Give the listing again character for character, but drop the images.

BEGIN MATERIAL FOR THIS EXERCISE

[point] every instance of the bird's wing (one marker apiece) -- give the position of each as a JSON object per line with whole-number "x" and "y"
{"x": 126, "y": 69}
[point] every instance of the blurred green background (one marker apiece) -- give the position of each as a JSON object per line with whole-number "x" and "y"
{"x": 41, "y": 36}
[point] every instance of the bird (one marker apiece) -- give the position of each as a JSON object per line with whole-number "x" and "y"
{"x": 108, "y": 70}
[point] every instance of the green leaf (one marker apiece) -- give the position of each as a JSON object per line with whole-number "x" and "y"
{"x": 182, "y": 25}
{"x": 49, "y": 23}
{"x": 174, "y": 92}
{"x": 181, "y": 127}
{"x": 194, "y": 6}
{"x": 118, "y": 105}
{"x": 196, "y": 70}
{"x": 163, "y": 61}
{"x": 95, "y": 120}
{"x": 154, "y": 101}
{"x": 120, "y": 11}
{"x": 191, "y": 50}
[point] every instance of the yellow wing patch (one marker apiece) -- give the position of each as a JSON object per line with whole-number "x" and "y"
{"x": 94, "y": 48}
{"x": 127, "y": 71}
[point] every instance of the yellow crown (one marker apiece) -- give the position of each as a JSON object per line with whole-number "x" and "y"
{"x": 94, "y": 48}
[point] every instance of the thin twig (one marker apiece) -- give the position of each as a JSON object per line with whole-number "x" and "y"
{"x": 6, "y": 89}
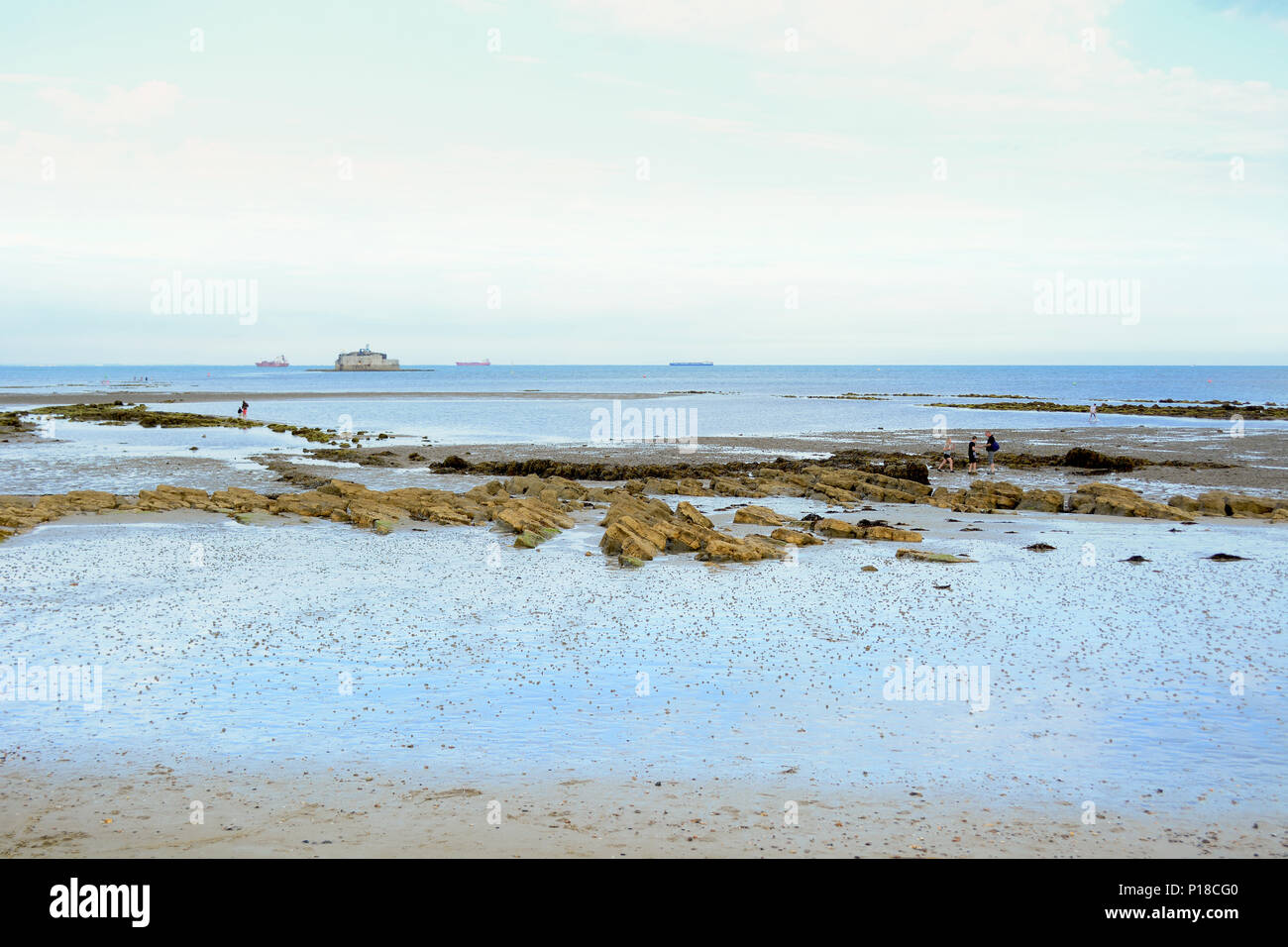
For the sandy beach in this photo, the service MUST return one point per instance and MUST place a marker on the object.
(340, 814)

END MATERIAL FOR THIS EXERCISE

__RESPONSE TO THE TASK__.
[point] every instance of the bird's wing (one marker apiece) -- give the position of each as a JSON object per line with whole-number "x" and "y"
{"x": 126, "y": 69}
[point] every instance of the blurred green background (one marker apiece) -- give the position of each as a JSON object per line with whole-number "x" and "y"
{"x": 41, "y": 36}
[point] every instance of the bird (one marker apiece) -- give the position of each as a JSON object per line with whole-number "x" and "y"
{"x": 108, "y": 70}
[point] every instance of the green leaf (one marker apiece) -- give the position of each as a JSON object per line with whole-number "x" and "y"
{"x": 182, "y": 25}
{"x": 49, "y": 23}
{"x": 174, "y": 92}
{"x": 181, "y": 127}
{"x": 194, "y": 6}
{"x": 118, "y": 105}
{"x": 196, "y": 70}
{"x": 163, "y": 61}
{"x": 95, "y": 120}
{"x": 154, "y": 101}
{"x": 120, "y": 11}
{"x": 191, "y": 50}
[point] every instance of the yellow wing patch (one marker apiece) -- give the position of each as a JSON object per line with whole-number "x" and "y"
{"x": 94, "y": 48}
{"x": 127, "y": 71}
[point] every instance of the yellow crown (one marker apiece) -- give the position of each as a JSON object per line with whole-number "x" and "y"
{"x": 94, "y": 48}
[point] every instance of the thin twig (one marker apiece) -- give the position of each as a JSON object per line with whole-number "x" and "y"
{"x": 6, "y": 89}
For the sandy beach in this photo, the service MUST return one point per instance and MUST place a marker on the object.
(340, 814)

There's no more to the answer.